In order to understand this behavior better, let us take a step back. The new GPT models are not the first to cause a hype. This summer, DALL-E 2 received major attention by generating realistic images from simple descriptions in natural language. Last year, OpenAI decided not to release an open-source version of GPT-3 because it was considered it to be too dangerous as we could no longer distinguish text generated by GPT-3 from text generate by humans.

In these earlier versions of today's large-language models, next to ethics, factuality was always a problem [5]. When generating images or writing poetry, one could assign this behavior to creativity. But when providing someone legal or medical advice, not being factual is a huge problem. Especially when such advice is provided in perfect language, with an authoritarian tone, expressing high self-confidence.

Therefor, to use these new models responsibly, we need to understand their architecture, how they are trained, and where the limitations come from.

GPT-3’s Architecture

The GPT models are based on Google’s transformer architecture, which was introduced in 2017 in the breakthrough paper ?“Attention is all you need”, currently one of the most cited papers in Natural Language Processing (NLP) research. Already in the 1960s, the NLP community aimed to design algorithms that could deal with problems in (human) natural language such as morphological variations, synonyms, homonyms, syntactic ambiguity, semantic ambiguity, co-references, pronouns, negations, alignment, intent, etc.

Where former approaches in computation linguistics (grammatical, symbolic, statistical, or early deep-learning models such as the LSTM) struggled to deal with these problem, transformers were able to address most of them. This is because transformers use an advanced mechanism named Multi-Headed Self-Attention, which is able to detect and address many of the above mentioned linguistic phenomena automatically from being exposed to (extremely) large volumes of human language.

####################

> Action item: Please set down the passage on GPT models word for word, starting at "In these earlier" and ending at "expressing high self-confidence.". The entries after this text have no part in what is asked here.

####################

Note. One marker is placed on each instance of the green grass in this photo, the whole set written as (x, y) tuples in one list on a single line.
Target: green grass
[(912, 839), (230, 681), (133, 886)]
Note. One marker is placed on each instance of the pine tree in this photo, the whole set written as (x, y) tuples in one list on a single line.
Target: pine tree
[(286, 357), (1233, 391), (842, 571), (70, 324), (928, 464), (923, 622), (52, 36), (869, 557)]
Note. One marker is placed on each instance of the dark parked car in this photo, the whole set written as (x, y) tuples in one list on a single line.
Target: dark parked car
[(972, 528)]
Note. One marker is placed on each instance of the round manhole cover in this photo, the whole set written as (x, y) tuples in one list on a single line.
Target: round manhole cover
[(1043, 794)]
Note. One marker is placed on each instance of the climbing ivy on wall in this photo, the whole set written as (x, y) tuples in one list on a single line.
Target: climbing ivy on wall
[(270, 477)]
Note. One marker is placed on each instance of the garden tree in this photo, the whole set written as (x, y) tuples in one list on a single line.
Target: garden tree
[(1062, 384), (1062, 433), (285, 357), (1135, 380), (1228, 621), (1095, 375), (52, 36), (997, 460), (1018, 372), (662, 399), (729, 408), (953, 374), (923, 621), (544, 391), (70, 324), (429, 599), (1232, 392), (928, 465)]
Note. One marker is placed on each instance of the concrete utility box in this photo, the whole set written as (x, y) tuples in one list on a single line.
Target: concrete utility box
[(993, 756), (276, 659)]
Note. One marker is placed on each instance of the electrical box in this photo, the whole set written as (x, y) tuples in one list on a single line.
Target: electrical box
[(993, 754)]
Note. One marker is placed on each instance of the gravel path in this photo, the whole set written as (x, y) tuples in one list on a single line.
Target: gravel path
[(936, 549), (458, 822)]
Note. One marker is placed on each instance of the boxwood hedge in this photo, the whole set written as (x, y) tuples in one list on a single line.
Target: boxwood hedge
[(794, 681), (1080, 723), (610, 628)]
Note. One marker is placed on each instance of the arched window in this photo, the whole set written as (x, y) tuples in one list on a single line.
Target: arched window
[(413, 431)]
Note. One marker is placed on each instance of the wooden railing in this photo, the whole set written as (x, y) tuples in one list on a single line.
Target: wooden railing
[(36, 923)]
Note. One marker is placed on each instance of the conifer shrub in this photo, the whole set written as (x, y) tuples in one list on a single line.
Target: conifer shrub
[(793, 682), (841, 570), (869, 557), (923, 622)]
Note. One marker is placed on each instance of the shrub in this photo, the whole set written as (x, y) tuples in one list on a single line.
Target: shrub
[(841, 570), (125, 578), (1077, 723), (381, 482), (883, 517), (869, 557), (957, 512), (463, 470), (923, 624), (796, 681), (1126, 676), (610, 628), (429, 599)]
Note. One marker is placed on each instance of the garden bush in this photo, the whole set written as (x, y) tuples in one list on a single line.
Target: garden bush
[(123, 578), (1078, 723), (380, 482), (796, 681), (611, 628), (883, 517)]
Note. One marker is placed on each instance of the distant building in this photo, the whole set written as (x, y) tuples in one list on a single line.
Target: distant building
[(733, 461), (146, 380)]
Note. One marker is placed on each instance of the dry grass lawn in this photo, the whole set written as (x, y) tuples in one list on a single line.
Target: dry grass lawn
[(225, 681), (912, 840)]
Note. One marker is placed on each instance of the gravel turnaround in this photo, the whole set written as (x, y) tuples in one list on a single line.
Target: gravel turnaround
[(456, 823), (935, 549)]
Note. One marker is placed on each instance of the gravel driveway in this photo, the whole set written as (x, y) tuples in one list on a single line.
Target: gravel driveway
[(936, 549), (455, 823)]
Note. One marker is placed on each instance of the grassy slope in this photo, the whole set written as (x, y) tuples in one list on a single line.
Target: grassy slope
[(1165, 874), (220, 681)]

####################

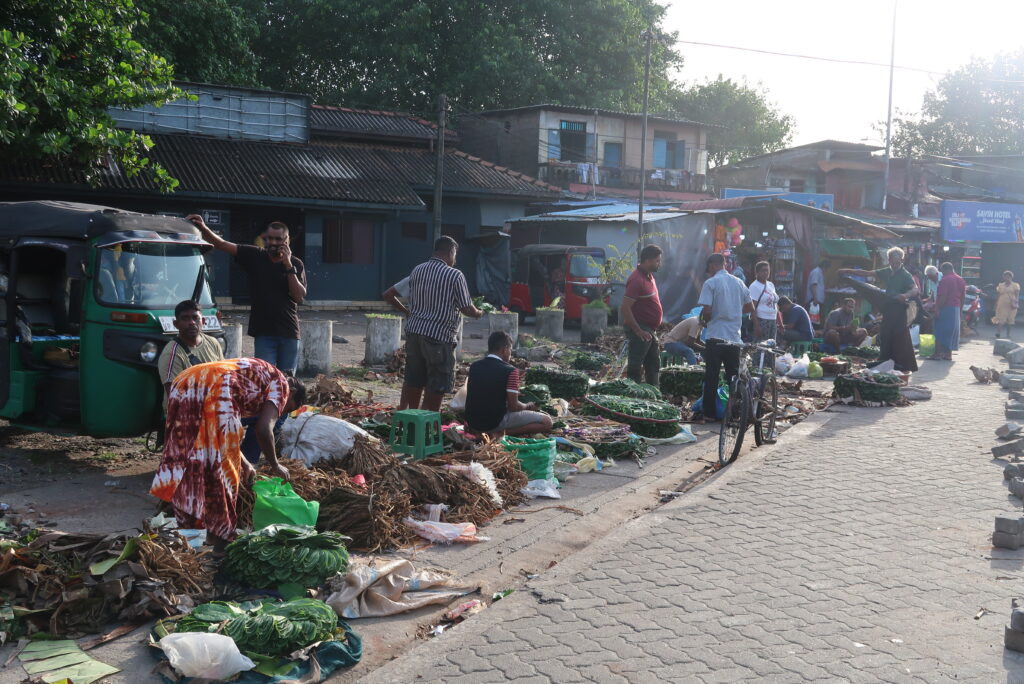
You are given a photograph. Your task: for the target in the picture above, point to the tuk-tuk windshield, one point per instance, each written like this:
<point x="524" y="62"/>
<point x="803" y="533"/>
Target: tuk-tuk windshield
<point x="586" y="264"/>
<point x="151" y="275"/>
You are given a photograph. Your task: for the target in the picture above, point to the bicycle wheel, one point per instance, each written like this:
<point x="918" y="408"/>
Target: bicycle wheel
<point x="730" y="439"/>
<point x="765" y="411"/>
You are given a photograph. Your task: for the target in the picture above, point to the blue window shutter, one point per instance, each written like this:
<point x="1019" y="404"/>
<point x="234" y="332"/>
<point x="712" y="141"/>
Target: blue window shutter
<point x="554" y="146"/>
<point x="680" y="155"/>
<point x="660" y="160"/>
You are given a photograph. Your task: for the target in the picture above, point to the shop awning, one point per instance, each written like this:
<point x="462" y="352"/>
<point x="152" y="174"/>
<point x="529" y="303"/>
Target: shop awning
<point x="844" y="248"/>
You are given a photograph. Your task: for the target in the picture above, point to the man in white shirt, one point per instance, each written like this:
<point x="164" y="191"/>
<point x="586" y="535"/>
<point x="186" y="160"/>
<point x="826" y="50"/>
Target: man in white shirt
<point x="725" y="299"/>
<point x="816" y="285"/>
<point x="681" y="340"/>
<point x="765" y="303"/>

####################

> Solution to the problem:
In these earlier versions of today's large-language models, next to ethics, factuality was always a problem [5]. When generating images or writing poetry, one could assign this behavior to creativity. But when providing someone legal or medical advice, not being factual is a huge problem. Especially when such advice is provided in perfect language, with an authoritarian tone, expressing high self-confidence.